#### Records for the exercise
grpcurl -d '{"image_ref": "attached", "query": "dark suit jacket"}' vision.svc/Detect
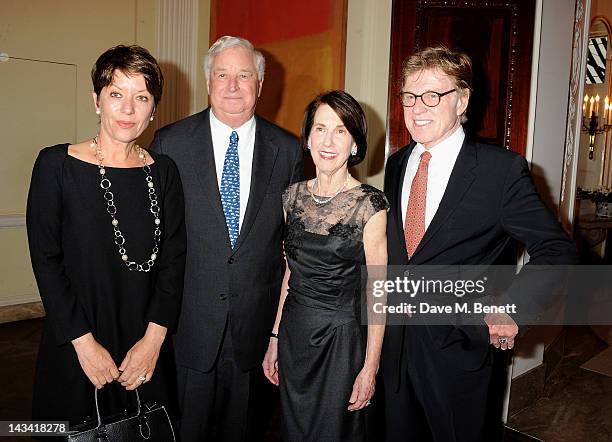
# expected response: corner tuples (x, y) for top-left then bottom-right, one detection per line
(151, 109), (303, 371)
(382, 138), (576, 386)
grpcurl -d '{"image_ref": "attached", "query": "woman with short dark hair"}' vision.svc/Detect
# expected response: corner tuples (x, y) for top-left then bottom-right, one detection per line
(26, 46), (186, 425)
(263, 91), (388, 441)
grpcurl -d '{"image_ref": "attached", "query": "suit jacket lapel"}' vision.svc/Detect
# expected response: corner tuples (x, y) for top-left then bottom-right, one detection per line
(413, 138), (477, 259)
(191, 108), (229, 228)
(234, 116), (278, 252)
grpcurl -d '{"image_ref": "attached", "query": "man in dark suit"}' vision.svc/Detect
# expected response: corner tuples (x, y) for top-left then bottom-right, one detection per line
(381, 48), (575, 442)
(152, 36), (303, 442)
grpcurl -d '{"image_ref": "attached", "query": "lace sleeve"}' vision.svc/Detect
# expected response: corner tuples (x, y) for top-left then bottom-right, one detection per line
(362, 186), (389, 226)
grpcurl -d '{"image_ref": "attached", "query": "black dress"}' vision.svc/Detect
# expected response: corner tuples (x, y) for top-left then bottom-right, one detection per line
(27, 144), (186, 424)
(278, 182), (388, 442)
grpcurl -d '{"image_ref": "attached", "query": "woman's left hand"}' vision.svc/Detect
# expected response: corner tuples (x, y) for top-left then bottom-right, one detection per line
(348, 367), (376, 411)
(118, 322), (166, 390)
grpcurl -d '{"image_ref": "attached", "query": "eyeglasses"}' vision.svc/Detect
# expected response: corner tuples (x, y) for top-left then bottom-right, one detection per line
(400, 89), (457, 107)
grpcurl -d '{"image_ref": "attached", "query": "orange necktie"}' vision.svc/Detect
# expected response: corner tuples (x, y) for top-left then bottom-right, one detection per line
(404, 151), (431, 257)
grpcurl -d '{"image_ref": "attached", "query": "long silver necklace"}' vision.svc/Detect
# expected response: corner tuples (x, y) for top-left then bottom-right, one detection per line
(89, 135), (161, 272)
(310, 170), (351, 205)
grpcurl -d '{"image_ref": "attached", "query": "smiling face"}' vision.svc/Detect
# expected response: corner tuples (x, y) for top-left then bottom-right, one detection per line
(308, 104), (357, 174)
(206, 46), (263, 128)
(402, 69), (469, 149)
(93, 71), (155, 143)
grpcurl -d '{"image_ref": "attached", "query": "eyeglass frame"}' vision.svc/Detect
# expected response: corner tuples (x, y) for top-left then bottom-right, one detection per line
(398, 88), (457, 107)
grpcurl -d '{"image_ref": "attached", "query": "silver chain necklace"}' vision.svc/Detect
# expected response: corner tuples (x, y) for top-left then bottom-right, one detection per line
(310, 171), (351, 205)
(89, 135), (161, 272)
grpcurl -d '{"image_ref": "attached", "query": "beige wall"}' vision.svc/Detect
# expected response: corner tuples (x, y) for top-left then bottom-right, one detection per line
(345, 0), (392, 189)
(0, 0), (157, 306)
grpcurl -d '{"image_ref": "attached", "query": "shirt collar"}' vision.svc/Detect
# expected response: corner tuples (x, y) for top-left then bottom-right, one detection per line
(210, 108), (255, 140)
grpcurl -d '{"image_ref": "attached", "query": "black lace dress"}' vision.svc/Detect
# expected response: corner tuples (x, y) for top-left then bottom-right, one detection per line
(278, 182), (389, 441)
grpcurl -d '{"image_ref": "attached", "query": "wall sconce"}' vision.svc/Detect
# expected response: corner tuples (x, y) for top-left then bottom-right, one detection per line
(582, 94), (612, 160)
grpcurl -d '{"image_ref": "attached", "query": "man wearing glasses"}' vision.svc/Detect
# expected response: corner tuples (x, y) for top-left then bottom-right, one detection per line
(381, 47), (575, 442)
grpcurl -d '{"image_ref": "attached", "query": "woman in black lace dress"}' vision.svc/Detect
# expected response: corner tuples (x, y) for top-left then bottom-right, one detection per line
(263, 91), (388, 441)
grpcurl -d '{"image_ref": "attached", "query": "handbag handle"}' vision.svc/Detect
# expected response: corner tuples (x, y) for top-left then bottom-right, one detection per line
(94, 387), (142, 430)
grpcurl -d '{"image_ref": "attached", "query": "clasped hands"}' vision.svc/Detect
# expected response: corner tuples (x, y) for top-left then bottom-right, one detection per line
(72, 324), (166, 390)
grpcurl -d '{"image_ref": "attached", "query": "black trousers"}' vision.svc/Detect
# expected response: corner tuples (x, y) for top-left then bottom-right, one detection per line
(177, 326), (272, 442)
(385, 327), (492, 442)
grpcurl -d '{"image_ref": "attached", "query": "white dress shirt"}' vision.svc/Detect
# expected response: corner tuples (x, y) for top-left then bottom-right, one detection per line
(402, 126), (465, 229)
(210, 109), (255, 229)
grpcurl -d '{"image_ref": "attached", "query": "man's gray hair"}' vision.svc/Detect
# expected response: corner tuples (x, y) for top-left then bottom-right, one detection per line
(204, 35), (266, 81)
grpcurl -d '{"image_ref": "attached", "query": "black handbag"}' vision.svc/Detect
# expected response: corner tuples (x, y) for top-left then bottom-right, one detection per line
(64, 388), (176, 442)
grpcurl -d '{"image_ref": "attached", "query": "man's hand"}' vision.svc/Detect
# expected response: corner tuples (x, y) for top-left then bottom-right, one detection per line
(348, 367), (376, 411)
(484, 313), (518, 350)
(72, 333), (119, 388)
########
Directive
Rewrite all of the records above, replacing each "expected response" with "reference output" and changing nothing else. Leave out the pictures.

Expected answer
grpcurl -d '{"image_ref": "attached", "query": "dark suit jacket"}' vision.svc/Detect
# reference output: corner tuples (x, y) for top-left then bottom-right, one detection per line
(151, 109), (303, 371)
(382, 138), (576, 386)
grpcurl -d '{"image_ref": "attached", "query": "woman with short dark hair"}' vision.svc/Detect
# reference output: corner tuples (x, y) for top-left then bottom-right, one detection per line
(26, 46), (186, 425)
(263, 91), (388, 441)
grpcurl -d '{"image_ref": "attached", "query": "suit jacket lapel"}' vision.svc/Detect
# reference output: corner tuples (x, y) for top-left then bottom-right, one detection per line
(413, 138), (477, 259)
(191, 108), (229, 228)
(234, 116), (278, 252)
grpcurl -d '{"image_ref": "attached", "query": "man in dark suit"}' vision.svc/Detect
# reference output: corner tuples (x, y) for top-left then bottom-right, one detection per line
(381, 48), (575, 442)
(152, 36), (303, 442)
grpcurl -d '{"image_ref": "attached", "query": "lace sleeve"}' vision.svc/Detect
# reference output: corner tuples (x, y) for top-left then bottom-right, one detection per line
(362, 186), (389, 226)
grpcurl -d '{"image_ref": "attached", "query": "black dress"}' vision.svc/Detect
# reference output: corner tuples (x, y) for top-left then bottom-right, one detection per line
(27, 144), (186, 424)
(278, 182), (388, 442)
grpcurl -d '{"image_ref": "attached", "query": "woman's left hand"}' vision.svc/Detect
# reference output: corner tuples (x, y) for top-left then bottom-right, one detection per line
(348, 367), (376, 411)
(118, 322), (166, 390)
grpcurl -d '{"image_ref": "attached", "query": "eyeglasses"}' vision.svc/Detect
# reference output: corner tuples (x, y) for top-left then bottom-right, one detection per line
(400, 89), (457, 107)
grpcurl -d '{"image_ref": "attached", "query": "orange necktie"}' vision.svc/Detect
# reference output: corner tuples (x, y) for top-left then bottom-right, one detection per line
(404, 151), (431, 257)
grpcurl -d '{"image_ref": "attached", "query": "long silver necklace"}' vision.svc/Detect
# reference output: corner tuples (x, y) for top-left then bottom-right, one detection per line
(89, 135), (161, 272)
(310, 170), (351, 205)
grpcurl -d '{"image_ref": "attached", "query": "smiling face"}' vision.svc/Detect
# reference output: corner tuples (x, y) for top-left then bottom-right, one detection per line
(308, 104), (357, 174)
(206, 46), (263, 128)
(402, 69), (469, 149)
(93, 71), (155, 143)
grpcurl -d '{"image_ref": "attached", "query": "eyeglass frame"}' vision.svc/Detect
# reference output: corner tuples (x, y) for top-left then bottom-right, one detection per line
(398, 88), (457, 107)
grpcurl -d '{"image_ref": "attached", "query": "silver chain necklace"}' vision.svc/Detect
# reference output: corner tuples (x, y) for top-left then bottom-right, one detection per line
(310, 171), (351, 205)
(89, 135), (161, 272)
grpcurl -d '{"image_ref": "attached", "query": "beige wall"}' vision.svc/Detect
# reference output: corner tuples (x, y) for top-left then bottom-right, one detection per line
(345, 0), (392, 189)
(0, 0), (157, 306)
grpcurl -d '{"image_ref": "attached", "query": "shirt collar"}' vision.svc/Detect
# reference output: corner tuples (x, y) for top-left then bottom-right, one detection per line
(210, 108), (255, 140)
grpcurl -d '{"image_ref": "attached", "query": "black lace dress"}' vision.svc/Detect
# reference output: corner tuples (x, y) for top-left then bottom-right, one detection per line
(278, 182), (389, 441)
grpcurl -d '{"image_ref": "attached", "query": "wall sconce"}' vision.svc/Detect
# reference output: corner tuples (x, y) for top-left then bottom-right, one detection per line
(582, 94), (612, 160)
grpcurl -d '{"image_ref": "attached", "query": "man wearing glasses"}' vision.svc/Detect
# reference output: corner tuples (x, y) for top-left then bottom-right, one detection per line
(381, 47), (575, 442)
grpcurl -d '{"image_ref": "attached", "query": "woman in black lace dress"}' vision.svc/Detect
# reference output: corner tuples (x, y) for top-left then bottom-right, one detection per line
(263, 91), (388, 441)
grpcurl -d '{"image_ref": "attached", "query": "handbag handle"}' vision.svc/Detect
# reference output: corner tuples (x, y) for top-left then bottom-right, one detection per line
(94, 387), (142, 430)
grpcurl -d '{"image_ref": "attached", "query": "clasped hands"}' vision.svc/Detect
# reference output: corner tuples (x, y) for top-left then bottom-right, one detection per line
(72, 324), (166, 390)
grpcurl -d '{"image_ref": "attached", "query": "black trousers"}' vision.svc/Detect
# reference output: corner tuples (x, y) for top-left then bottom-right, one detection per line
(177, 326), (272, 442)
(385, 327), (492, 442)
grpcurl -d '{"image_ref": "attached", "query": "white dress shirt"}' vision.svc/Detect
# reference output: corner tuples (x, y) for top-left then bottom-right, one detection per line
(402, 126), (465, 229)
(210, 109), (255, 229)
grpcurl -d '{"image_ref": "attached", "query": "man's gray hair"}' vision.svc/Detect
# reference output: corner tuples (x, y) for top-left then bottom-right, one detection per line
(204, 35), (266, 81)
grpcurl -d '{"image_ref": "attached", "query": "black handbag"}' vision.svc/Detect
# reference output: corner tuples (x, y) for top-left then bottom-right, one detection per line
(64, 388), (176, 442)
grpcurl -d '{"image_ref": "attached", "query": "man's hand"}' vision.svc/Detect
# reference output: corner tuples (x, y) for top-left then bottom-right, one detection per line
(348, 367), (376, 411)
(484, 313), (518, 350)
(72, 333), (119, 388)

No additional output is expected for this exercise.